*INSTRUCTIONS FOR THE TASK:* Give the data below again exactly as written, without its pictures.

Segment Start: INPUT DATA

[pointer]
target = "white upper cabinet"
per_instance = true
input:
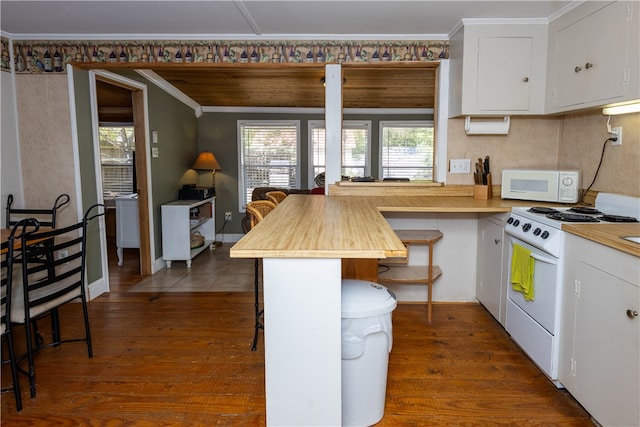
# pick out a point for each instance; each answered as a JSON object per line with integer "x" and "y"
{"x": 498, "y": 69}
{"x": 594, "y": 56}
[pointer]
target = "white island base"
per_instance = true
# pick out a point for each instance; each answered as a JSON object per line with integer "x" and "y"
{"x": 302, "y": 300}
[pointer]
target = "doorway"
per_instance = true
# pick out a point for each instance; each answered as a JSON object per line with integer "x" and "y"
{"x": 120, "y": 102}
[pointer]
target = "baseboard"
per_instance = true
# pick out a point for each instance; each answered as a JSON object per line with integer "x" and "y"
{"x": 97, "y": 288}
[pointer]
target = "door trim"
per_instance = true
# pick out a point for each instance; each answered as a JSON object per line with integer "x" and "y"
{"x": 142, "y": 134}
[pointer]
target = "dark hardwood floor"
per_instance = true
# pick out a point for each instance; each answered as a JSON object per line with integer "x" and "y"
{"x": 185, "y": 359}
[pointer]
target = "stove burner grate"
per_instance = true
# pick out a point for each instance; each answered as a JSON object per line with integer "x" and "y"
{"x": 542, "y": 210}
{"x": 585, "y": 210}
{"x": 617, "y": 218}
{"x": 570, "y": 217}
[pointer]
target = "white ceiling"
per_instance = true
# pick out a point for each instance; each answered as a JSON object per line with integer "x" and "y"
{"x": 256, "y": 19}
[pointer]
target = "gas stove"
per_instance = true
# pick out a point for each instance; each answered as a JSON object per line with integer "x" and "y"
{"x": 542, "y": 226}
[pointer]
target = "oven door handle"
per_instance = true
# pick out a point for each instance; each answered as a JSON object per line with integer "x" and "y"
{"x": 544, "y": 259}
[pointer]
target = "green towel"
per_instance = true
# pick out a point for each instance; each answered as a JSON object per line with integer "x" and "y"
{"x": 522, "y": 265}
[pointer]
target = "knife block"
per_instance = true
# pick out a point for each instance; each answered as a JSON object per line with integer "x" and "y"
{"x": 483, "y": 192}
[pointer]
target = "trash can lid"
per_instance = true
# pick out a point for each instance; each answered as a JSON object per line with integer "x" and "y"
{"x": 362, "y": 298}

Segment End: INPUT DATA

*THE COMPLETED TASK:*
[pointer]
target = "white upper cabinet"
per_instance = true
input:
# pick out a point for each instance; each answered as a JSON object per line with integer "x" and "y"
{"x": 498, "y": 69}
{"x": 594, "y": 56}
[pointer]
target = "white island base"
per_instance = true
# pick out a point for each instance; each answered as a JSON object per line with integer "x" and "y"
{"x": 302, "y": 300}
[pointer]
target = "doorway"
per_instance = true
# pick out a point for each instance; each answered as a JSON object per line with integer "x" and "y"
{"x": 120, "y": 102}
[pointer]
target = "baseboard"
per_instance = true
# pick out a point for each instance; each answered as a JSON object per line with integer "x" and "y"
{"x": 97, "y": 288}
[pointer]
target = "door trim"
per_instance = true
# pick out a point for each instance; each answered as a JSON object per line with integer "x" and "y"
{"x": 142, "y": 134}
[pointer]
target = "dark hardwood floor"
per_instance = true
# pick out a point for each instance; each answered as a JSON object per line with integer "x" and "y"
{"x": 185, "y": 359}
[pointer]
target = "stove burner grate"
per_instance = true
# pick out a point for each instance; each answered as a JSON object per line with integer "x" and "y"
{"x": 542, "y": 210}
{"x": 585, "y": 210}
{"x": 617, "y": 218}
{"x": 570, "y": 217}
[pointer]
target = "white ceiling"
per_instance = true
# pick out a point for each instance; each answered as a JSON object per line with integer "x" and "y"
{"x": 256, "y": 19}
[pointer]
target = "gas stove"
per_instance = true
# pick out a point for each instance; each answered as a JSON object per line with integer "x" and "y"
{"x": 542, "y": 226}
[pointer]
target = "oven door handle"
per_instance = true
# pick out a point for each instance; each answered as a JSON object per line with integer "x" and "y"
{"x": 544, "y": 259}
[pointer]
target = "green towel"
per_instance = true
# pick out a point for each instance; each answered as a JSON object per line with integer "x" and "y"
{"x": 522, "y": 265}
[pointer]
target = "knife block"
per_instance = true
# pick out a point for each instance; each answered as a JSON object per line with integer "x" and "y"
{"x": 483, "y": 192}
[pointer]
target = "trash can lid"
per_instance = true
# pick out a point for each instance; each answered as a JSON object per line with integer "x" and "y"
{"x": 362, "y": 298}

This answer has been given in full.